### Your assignment
The entries below need to be transcribed verbatim.

### Spatial localization data
-- Opening Marker --

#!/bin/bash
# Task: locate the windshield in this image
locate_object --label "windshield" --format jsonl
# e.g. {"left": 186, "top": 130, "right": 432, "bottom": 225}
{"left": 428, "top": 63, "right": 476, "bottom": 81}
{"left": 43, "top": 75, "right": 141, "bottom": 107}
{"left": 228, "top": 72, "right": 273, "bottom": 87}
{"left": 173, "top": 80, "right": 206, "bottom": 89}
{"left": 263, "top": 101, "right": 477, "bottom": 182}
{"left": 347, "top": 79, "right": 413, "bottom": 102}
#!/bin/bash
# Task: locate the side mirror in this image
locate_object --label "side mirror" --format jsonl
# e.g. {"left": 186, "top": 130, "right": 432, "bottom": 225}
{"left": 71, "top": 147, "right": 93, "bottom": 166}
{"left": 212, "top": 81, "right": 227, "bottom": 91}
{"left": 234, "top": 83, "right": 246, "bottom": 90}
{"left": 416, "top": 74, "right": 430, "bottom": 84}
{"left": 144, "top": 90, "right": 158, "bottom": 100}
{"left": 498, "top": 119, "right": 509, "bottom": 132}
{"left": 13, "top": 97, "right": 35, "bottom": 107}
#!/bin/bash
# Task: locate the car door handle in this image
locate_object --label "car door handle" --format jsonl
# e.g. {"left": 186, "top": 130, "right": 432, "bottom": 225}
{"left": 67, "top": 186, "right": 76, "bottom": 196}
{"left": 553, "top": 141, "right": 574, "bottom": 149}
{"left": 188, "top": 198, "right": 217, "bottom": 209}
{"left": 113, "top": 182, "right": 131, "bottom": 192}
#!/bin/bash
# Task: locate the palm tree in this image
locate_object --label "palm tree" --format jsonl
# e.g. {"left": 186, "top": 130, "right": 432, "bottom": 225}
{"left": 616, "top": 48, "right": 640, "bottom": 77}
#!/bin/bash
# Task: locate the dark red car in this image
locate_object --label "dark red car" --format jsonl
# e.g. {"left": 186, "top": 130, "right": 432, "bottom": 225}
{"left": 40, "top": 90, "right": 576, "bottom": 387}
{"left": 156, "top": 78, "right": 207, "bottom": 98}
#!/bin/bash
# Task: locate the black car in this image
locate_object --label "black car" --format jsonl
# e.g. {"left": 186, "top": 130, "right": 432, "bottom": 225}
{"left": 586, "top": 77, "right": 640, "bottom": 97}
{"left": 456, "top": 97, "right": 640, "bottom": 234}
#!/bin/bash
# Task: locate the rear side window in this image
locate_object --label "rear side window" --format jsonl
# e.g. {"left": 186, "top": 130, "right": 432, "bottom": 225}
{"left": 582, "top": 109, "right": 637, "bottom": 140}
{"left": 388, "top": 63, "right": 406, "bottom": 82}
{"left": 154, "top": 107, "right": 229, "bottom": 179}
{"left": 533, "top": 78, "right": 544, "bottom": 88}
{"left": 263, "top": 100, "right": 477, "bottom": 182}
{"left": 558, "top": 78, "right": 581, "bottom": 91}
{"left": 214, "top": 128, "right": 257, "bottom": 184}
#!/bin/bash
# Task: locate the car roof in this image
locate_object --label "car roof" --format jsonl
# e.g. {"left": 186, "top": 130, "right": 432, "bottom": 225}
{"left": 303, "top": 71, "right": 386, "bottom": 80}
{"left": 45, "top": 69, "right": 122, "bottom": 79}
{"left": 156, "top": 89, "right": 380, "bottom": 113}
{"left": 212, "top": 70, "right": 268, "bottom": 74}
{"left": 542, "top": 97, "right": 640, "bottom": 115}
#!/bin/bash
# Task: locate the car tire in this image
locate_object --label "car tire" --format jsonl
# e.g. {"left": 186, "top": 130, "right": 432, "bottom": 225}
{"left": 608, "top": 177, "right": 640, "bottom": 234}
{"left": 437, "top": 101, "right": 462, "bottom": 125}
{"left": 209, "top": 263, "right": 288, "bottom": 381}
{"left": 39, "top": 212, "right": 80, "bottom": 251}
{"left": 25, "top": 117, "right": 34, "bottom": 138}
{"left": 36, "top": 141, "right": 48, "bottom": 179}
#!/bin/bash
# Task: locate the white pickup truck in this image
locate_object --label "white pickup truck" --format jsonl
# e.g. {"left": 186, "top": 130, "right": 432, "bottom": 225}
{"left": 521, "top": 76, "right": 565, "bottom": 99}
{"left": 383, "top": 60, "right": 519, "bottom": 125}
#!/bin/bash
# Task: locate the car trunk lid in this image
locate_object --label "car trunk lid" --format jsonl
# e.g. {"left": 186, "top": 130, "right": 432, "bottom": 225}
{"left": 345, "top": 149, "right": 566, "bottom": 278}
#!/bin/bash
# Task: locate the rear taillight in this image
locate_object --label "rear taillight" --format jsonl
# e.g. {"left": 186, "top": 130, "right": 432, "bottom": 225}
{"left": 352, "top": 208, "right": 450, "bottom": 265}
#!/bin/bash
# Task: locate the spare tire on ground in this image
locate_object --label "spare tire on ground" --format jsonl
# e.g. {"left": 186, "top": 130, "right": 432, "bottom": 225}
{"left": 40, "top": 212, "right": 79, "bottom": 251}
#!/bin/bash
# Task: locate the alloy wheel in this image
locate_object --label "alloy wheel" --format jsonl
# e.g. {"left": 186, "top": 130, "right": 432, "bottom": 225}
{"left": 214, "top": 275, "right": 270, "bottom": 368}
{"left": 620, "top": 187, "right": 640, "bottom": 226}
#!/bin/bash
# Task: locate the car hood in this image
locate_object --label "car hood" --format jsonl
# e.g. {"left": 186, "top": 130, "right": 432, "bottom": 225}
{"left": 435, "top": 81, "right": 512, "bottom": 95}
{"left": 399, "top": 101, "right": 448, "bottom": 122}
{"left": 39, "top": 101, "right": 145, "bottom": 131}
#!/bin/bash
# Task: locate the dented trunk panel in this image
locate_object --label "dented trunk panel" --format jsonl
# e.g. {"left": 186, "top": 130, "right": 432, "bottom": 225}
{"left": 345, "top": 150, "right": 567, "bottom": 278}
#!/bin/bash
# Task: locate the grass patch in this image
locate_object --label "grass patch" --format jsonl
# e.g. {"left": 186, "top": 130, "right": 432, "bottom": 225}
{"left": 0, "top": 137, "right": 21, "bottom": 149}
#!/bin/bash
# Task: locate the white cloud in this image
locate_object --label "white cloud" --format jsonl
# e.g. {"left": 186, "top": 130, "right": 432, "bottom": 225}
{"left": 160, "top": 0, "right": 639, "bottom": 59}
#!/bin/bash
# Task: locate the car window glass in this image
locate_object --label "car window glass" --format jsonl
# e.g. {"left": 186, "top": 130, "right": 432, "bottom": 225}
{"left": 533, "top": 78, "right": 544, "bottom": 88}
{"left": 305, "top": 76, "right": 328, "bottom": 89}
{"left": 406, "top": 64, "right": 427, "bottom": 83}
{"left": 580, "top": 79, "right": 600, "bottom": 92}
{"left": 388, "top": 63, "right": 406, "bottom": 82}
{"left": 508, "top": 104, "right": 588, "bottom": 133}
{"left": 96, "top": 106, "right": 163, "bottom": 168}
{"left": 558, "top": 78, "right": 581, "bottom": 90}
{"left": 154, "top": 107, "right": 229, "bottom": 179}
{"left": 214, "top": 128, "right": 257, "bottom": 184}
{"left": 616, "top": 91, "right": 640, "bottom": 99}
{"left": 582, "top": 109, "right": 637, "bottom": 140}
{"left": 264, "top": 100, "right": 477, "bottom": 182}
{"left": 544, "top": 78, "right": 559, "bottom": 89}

-- Closing Marker --

### Exercise result
#!/bin/bash
# Task: locate the windshield in this image
locate_object --label "windshield" --format jsonl
# e.g. {"left": 186, "top": 130, "right": 432, "bottom": 225}
{"left": 428, "top": 63, "right": 476, "bottom": 81}
{"left": 43, "top": 75, "right": 141, "bottom": 107}
{"left": 228, "top": 72, "right": 273, "bottom": 87}
{"left": 173, "top": 80, "right": 206, "bottom": 89}
{"left": 263, "top": 101, "right": 477, "bottom": 182}
{"left": 347, "top": 79, "right": 413, "bottom": 102}
#!/bin/bash
# Task: locate the side mirror in this image
locate_object --label "side mirror" --format jsonl
# e.g. {"left": 186, "top": 130, "right": 432, "bottom": 225}
{"left": 71, "top": 147, "right": 93, "bottom": 166}
{"left": 212, "top": 81, "right": 227, "bottom": 91}
{"left": 234, "top": 83, "right": 246, "bottom": 90}
{"left": 416, "top": 74, "right": 430, "bottom": 84}
{"left": 144, "top": 90, "right": 158, "bottom": 100}
{"left": 498, "top": 119, "right": 509, "bottom": 132}
{"left": 13, "top": 97, "right": 35, "bottom": 107}
#!/bin/bash
# Task: locate the car door handle in this image
locate_object --label "car door handle" --format jsonl
# e.g. {"left": 186, "top": 130, "right": 432, "bottom": 225}
{"left": 67, "top": 186, "right": 76, "bottom": 196}
{"left": 553, "top": 141, "right": 574, "bottom": 149}
{"left": 188, "top": 198, "right": 217, "bottom": 209}
{"left": 113, "top": 182, "right": 131, "bottom": 192}
#!/bin/bash
# Task: locate the palm tree in this image
locate_object --label "palm tree" --format jsonl
# e.g. {"left": 186, "top": 130, "right": 432, "bottom": 225}
{"left": 616, "top": 48, "right": 640, "bottom": 77}
#!/bin/bash
# Task: locate the dark red car in this image
locate_object --label "dark red car" --format jsonl
# e.g. {"left": 186, "top": 130, "right": 432, "bottom": 225}
{"left": 40, "top": 90, "right": 576, "bottom": 387}
{"left": 156, "top": 78, "right": 207, "bottom": 98}
#!/bin/bash
# Task: locate the black car in this image
locate_object --label "black car" --format jsonl
# e.g. {"left": 186, "top": 130, "right": 432, "bottom": 225}
{"left": 586, "top": 77, "right": 640, "bottom": 97}
{"left": 456, "top": 97, "right": 640, "bottom": 234}
#!/bin/bash
# Task: locate the rear side window in this image
locate_object --label "rear side window" --format jsonl
# e.g. {"left": 186, "top": 130, "right": 432, "bottom": 225}
{"left": 582, "top": 109, "right": 637, "bottom": 140}
{"left": 388, "top": 63, "right": 406, "bottom": 82}
{"left": 154, "top": 107, "right": 229, "bottom": 179}
{"left": 533, "top": 78, "right": 544, "bottom": 88}
{"left": 263, "top": 100, "right": 477, "bottom": 182}
{"left": 558, "top": 78, "right": 581, "bottom": 91}
{"left": 214, "top": 128, "right": 257, "bottom": 184}
#!/bin/bash
# Task: locate the car roof in this image
locate_object --label "car roof" --format jsonl
# e.g. {"left": 186, "top": 130, "right": 432, "bottom": 225}
{"left": 303, "top": 71, "right": 386, "bottom": 80}
{"left": 45, "top": 69, "right": 122, "bottom": 79}
{"left": 156, "top": 89, "right": 380, "bottom": 113}
{"left": 212, "top": 70, "right": 268, "bottom": 74}
{"left": 542, "top": 97, "right": 640, "bottom": 115}
#!/bin/bash
# Task: locate the car tire in this image
locate_object --label "car tire" --format jsonl
# e.g. {"left": 186, "top": 130, "right": 432, "bottom": 225}
{"left": 608, "top": 177, "right": 640, "bottom": 234}
{"left": 437, "top": 101, "right": 462, "bottom": 125}
{"left": 209, "top": 263, "right": 288, "bottom": 381}
{"left": 39, "top": 212, "right": 80, "bottom": 251}
{"left": 25, "top": 117, "right": 34, "bottom": 138}
{"left": 36, "top": 141, "right": 48, "bottom": 179}
#!/bin/bash
# Task: locate the white pickup truck in this image
locate_object --label "white pickup truck" --format jsonl
# e.g. {"left": 186, "top": 130, "right": 432, "bottom": 225}
{"left": 521, "top": 76, "right": 565, "bottom": 99}
{"left": 383, "top": 60, "right": 519, "bottom": 125}
#!/bin/bash
# Task: locate the car trunk lid in this image
locate_object --label "car trunk lid" --format jsonl
# e.g. {"left": 186, "top": 130, "right": 432, "bottom": 225}
{"left": 345, "top": 149, "right": 566, "bottom": 278}
#!/bin/bash
# Task: locate the rear taillight in this image
locate_object --label "rear taillight" --format jsonl
# e.g. {"left": 186, "top": 130, "right": 432, "bottom": 225}
{"left": 352, "top": 208, "right": 450, "bottom": 265}
#!/bin/bash
# Task: locate the spare tire on ground in this image
locate_object --label "spare tire on ground" --format jsonl
# e.g. {"left": 186, "top": 130, "right": 432, "bottom": 225}
{"left": 40, "top": 212, "right": 79, "bottom": 251}
#!/bin/bash
# Task: locate the alloy wheel in this image
locate_object --label "alloy wheel" --format jsonl
# e.g. {"left": 186, "top": 130, "right": 432, "bottom": 225}
{"left": 214, "top": 275, "right": 270, "bottom": 368}
{"left": 620, "top": 187, "right": 640, "bottom": 226}
#!/bin/bash
# Task: locate the car hood in this image
locate_object --label "car hood" --format jsonl
# e.g. {"left": 186, "top": 130, "right": 432, "bottom": 225}
{"left": 435, "top": 81, "right": 512, "bottom": 95}
{"left": 399, "top": 101, "right": 448, "bottom": 122}
{"left": 39, "top": 101, "right": 145, "bottom": 131}
#!/bin/bash
# Task: locate the dented trunk panel in this image
locate_object --label "dented trunk panel" --format jsonl
# e.g. {"left": 186, "top": 130, "right": 432, "bottom": 225}
{"left": 345, "top": 150, "right": 567, "bottom": 278}
#!/bin/bash
# Task: locate the grass patch in this image
locate_object --label "grass patch" --format jsonl
# e.g. {"left": 186, "top": 130, "right": 432, "bottom": 225}
{"left": 0, "top": 137, "right": 21, "bottom": 149}
#!/bin/bash
# Task: locate the white cloud in this image
locate_object --label "white cloud" --format jsonl
# e.g. {"left": 186, "top": 130, "right": 432, "bottom": 225}
{"left": 160, "top": 0, "right": 639, "bottom": 59}
#!/bin/bash
# Task: locate the car window glass in this image
locate_object --label "car window glass" --format jsonl
# e.g. {"left": 186, "top": 130, "right": 432, "bottom": 225}
{"left": 533, "top": 78, "right": 544, "bottom": 88}
{"left": 305, "top": 76, "right": 328, "bottom": 89}
{"left": 406, "top": 64, "right": 427, "bottom": 83}
{"left": 580, "top": 79, "right": 600, "bottom": 92}
{"left": 388, "top": 63, "right": 406, "bottom": 82}
{"left": 508, "top": 104, "right": 588, "bottom": 133}
{"left": 96, "top": 106, "right": 163, "bottom": 168}
{"left": 558, "top": 78, "right": 581, "bottom": 90}
{"left": 154, "top": 107, "right": 229, "bottom": 179}
{"left": 214, "top": 128, "right": 257, "bottom": 184}
{"left": 616, "top": 91, "right": 640, "bottom": 99}
{"left": 582, "top": 109, "right": 637, "bottom": 140}
{"left": 264, "top": 100, "right": 477, "bottom": 182}
{"left": 544, "top": 78, "right": 559, "bottom": 89}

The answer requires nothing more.